### Work to do:
Can you copy the material word for word, beginning at the line that contains "Mark the sign" and continuing through the last line of the material?

### Excerpts from a point labeling dataset:

########

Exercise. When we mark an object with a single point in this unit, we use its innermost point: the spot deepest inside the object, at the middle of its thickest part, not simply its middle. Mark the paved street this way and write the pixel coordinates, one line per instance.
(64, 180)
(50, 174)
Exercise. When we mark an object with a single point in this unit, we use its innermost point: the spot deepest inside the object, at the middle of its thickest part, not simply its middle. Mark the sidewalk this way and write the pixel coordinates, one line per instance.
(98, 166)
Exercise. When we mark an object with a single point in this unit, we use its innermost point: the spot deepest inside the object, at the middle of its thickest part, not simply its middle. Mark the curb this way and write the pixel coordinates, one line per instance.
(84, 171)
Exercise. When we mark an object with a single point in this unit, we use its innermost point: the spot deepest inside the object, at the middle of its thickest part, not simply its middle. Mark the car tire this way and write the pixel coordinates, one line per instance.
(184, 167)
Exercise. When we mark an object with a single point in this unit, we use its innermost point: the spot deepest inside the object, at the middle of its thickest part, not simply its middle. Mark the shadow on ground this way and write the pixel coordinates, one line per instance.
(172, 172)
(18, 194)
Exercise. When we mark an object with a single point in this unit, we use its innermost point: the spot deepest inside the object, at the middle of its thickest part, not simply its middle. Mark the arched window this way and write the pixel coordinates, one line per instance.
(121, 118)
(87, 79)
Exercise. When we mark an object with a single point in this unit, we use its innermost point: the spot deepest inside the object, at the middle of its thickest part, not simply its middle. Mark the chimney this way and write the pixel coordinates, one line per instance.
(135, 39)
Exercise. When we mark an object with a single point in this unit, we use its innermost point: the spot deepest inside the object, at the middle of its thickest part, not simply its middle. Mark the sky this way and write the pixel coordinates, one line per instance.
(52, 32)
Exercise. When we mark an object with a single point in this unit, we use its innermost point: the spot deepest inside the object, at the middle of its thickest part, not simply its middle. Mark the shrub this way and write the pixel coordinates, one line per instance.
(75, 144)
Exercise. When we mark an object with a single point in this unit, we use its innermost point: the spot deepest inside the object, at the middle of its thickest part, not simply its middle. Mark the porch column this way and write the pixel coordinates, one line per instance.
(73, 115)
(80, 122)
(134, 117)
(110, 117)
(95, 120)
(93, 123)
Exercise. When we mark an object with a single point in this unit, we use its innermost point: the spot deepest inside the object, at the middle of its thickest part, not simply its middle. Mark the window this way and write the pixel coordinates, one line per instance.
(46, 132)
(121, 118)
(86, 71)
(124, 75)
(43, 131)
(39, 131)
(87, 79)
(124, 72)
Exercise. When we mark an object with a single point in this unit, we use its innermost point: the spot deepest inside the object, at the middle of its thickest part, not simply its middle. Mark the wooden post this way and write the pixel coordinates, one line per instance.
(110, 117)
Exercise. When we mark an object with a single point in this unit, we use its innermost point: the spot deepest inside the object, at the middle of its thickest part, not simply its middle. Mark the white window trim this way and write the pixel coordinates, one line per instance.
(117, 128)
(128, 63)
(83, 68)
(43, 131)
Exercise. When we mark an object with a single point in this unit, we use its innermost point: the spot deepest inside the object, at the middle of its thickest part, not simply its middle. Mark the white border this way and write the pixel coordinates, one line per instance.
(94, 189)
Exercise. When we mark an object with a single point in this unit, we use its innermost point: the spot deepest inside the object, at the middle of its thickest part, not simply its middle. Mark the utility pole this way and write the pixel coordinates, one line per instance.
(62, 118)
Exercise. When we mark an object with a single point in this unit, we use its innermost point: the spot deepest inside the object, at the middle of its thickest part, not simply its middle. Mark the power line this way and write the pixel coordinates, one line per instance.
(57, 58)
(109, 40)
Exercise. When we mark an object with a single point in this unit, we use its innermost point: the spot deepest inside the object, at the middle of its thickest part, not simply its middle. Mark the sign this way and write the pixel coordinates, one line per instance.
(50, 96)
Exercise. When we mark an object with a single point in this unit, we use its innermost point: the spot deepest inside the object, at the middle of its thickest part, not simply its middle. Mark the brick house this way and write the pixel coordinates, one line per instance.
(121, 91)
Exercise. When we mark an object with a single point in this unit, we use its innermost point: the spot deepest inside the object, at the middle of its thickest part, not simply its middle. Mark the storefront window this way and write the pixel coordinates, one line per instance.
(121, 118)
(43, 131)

########

### Exercise answer:
Exercise. When we mark an object with a single point in this unit, we use its innermost point: the spot deepest inside the object, at the middle of its thickest part, not simply its middle. Mark the sign this way and write the pixel coordinates, one line per instance.
(50, 96)
Exercise. When we mark an object with a single point in this unit, we use its innermost point: the spot deepest inside the object, at the middle of its thickest part, not simply its middle. Mark the brick house this way and write the pixel coordinates, one line per instance.
(121, 91)
Exercise. When we mark an object with a single point in this unit, we use its innermost point: the spot deepest inside the object, at the middle of its thickest part, not simply its middle. Mark the storefront window this way and write the pixel coordinates, one line per instance.
(121, 118)
(43, 131)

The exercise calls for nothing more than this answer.